### What is needed
Give every line of the material again, exactly as written.

───── Extracted material

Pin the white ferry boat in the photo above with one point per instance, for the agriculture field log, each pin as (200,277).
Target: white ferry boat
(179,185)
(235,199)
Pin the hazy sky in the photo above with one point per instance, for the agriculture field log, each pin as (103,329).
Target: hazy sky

──────────

### In response
Pin the white ferry boat in the photo above with one point per instance, for the agriculture field log, each pin as (200,277).
Target: white ferry boat
(179,185)
(235,199)
Pin the hazy sky in the photo above with one point per instance, for the agriculture field log, each pin as (103,329).
Target: hazy sky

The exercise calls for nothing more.